**EXERCISE DIRECTIONS**
Reproduce every line below, keeping the requests unchanged, and shift each coordinate in the answers up by 80.

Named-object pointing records
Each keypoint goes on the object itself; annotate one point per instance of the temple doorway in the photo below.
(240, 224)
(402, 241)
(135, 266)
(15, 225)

**ANSWER BELOW**
Each keypoint goes on the object itself; annotate one point per instance of the temple doorway in the photo below.
(320, 304)
(482, 321)
(215, 346)
(95, 305)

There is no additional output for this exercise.